Instructions to follow: Reproduce every row below in full, requests included, but shift each point coordinate in the answers by -124.

Extracted records:
• • •

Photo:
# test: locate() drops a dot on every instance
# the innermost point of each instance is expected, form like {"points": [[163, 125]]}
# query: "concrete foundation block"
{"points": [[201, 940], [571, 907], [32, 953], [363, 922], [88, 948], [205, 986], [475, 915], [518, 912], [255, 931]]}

• • •

Answer to this task:
Photo:
# test: locate() drops a dot on every instance
# the innermost point of each instance is expected, form like {"points": [[163, 125]]}
# query: "concrete foundation block"
{"points": [[77, 816], [447, 783], [-92, 829], [239, 798], [-36, 824], [81, 862], [351, 791], [394, 788], [131, 807]]}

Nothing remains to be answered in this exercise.